Question

For what value of $\lambda$, the vector $i-\lambda +2k$ and $8i+6j-k$ are at right angles?

Answer 1

Hint: According to the question the angle between two vectors is ${90}^{\circ }$. Therefore, apply the Dot product formula for the angle between two Vectors.
$\overrightarrow{a}\cdot \overrightarrow{b}=\left|a\right|\left|b\right|\cos \theta$
Since $\theta ={90}^{\circ }$ and $\cos {90}^{\circ }=0$
$\therefore \overrightarrow{a}\cdot \overrightarrow{b}=\left|a\right|\left|b\right|\cos {90}^{\circ }$
$\therefore \overrightarrow{a}\cdot \overrightarrow{b}=0$
By solving the equation $\overrightarrow{a}\cdot \overrightarrow{b}=0$ we get the value of $\lambda$.

Complete step-by-step answer:
Consider the two vectors $i-\lambda +2k$ and $8i+6j-k$. They are at right angles, so $\theta ={90}^{\circ }$.

────────────────

WHAT IS REQUIRED. Please pick up the solution on perpendicular vectors after its last sentence and carry it on.

────────────────

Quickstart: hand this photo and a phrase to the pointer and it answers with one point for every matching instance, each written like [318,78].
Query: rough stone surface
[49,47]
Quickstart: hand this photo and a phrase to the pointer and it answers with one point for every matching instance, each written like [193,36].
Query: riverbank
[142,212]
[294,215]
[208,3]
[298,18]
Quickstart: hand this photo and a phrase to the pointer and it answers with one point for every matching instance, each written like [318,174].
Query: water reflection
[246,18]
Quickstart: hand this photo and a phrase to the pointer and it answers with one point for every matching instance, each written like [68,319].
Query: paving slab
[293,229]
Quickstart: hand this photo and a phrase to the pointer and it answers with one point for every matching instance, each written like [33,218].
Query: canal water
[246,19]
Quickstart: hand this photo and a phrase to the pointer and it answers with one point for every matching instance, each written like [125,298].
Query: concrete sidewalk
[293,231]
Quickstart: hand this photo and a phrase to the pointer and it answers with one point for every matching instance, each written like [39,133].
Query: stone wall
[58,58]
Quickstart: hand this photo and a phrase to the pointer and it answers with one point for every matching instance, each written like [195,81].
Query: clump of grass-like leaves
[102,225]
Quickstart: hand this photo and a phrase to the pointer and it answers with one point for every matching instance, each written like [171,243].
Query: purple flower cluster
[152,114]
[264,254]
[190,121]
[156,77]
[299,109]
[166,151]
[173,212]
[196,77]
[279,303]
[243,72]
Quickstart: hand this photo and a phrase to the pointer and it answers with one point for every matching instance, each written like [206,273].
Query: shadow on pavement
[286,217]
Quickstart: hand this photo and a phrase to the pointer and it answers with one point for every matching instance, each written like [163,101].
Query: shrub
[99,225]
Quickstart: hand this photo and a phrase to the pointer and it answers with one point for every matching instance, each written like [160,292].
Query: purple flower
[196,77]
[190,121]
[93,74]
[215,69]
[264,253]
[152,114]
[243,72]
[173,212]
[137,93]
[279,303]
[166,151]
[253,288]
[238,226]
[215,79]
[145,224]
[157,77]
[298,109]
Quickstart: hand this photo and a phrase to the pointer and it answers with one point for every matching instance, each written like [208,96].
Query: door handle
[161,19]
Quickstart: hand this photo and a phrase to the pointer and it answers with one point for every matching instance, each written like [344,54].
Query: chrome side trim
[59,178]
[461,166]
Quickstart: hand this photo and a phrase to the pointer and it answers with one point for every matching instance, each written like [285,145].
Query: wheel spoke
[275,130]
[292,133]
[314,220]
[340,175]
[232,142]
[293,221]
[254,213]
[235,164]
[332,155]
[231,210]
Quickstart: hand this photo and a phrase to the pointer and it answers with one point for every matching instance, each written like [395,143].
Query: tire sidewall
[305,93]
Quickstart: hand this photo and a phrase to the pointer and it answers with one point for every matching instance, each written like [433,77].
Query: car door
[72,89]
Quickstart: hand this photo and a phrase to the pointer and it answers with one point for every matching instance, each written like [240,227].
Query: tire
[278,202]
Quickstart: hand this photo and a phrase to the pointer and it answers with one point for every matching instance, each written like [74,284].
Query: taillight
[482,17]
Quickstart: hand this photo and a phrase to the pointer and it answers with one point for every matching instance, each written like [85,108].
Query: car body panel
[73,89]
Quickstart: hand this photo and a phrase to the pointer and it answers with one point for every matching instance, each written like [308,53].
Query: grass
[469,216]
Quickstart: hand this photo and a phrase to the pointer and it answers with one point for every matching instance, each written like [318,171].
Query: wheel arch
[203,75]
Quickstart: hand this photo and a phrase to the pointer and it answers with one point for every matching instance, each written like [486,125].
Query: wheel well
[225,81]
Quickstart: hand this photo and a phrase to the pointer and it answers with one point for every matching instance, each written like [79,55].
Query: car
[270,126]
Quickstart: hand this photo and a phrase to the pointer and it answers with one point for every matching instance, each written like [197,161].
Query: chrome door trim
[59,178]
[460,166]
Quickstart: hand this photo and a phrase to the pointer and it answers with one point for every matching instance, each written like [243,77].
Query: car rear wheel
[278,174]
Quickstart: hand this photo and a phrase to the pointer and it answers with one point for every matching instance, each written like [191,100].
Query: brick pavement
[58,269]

────────────────

RESULT OF THIS EXERCISE.
If the two vectors are assumed as $\overrightarrow{a}$ and $\overrightarrow{b}$ then the dot product denoted as $\overrightarrow{a}\cdot \overrightarrow{b}$ . Suppose these two vectors are separated by angle θ.
The dot product of two product is given as
$\overrightarrow{a}\cdot \overrightarrow{b}=\left|a\right|\left|b\right|\cos \theta$
Substitute $\theta ={90}^{\circ }$ and $\cos {90}^{\circ }=0$.
$\therefore \overrightarrow{a}\cdot \overrightarrow{b}=\left|a\right|\left|b\right|\cos {90}^{\circ }$
$\therefore \overrightarrow{a}\cdot \overrightarrow{b}=0$
Suppose $\overrightarrow{a}=i-\lambda +2k$ and $\overrightarrow{b}=8i+6j-k$ then evaluate $\overrightarrow{a}\cdot \overrightarrow{b}=0$.
$\Rightarrow (i-\lambda +2k)\cdot (8i+6j-k)=0$
Since $i\cdot i=1$, $j\cdot j=1$ and $k\cdot k=1$ we have,
$\Rightarrow 1\times 8-\lambda \times 6+2\times (-1)=0$
$\Rightarrow 8-6\lambda -2=0$
$\Rightarrow 6-6\lambda =0$
$\Rightarrow 6\lambda =6$
$\Rightarrow \lambda =1$

Final Answer: The vector $i-\lambda +2k$ and $8i+6j-k$ are at right angles for $\lambda =1$.

Note:
Remember the difference between dot product and cross product.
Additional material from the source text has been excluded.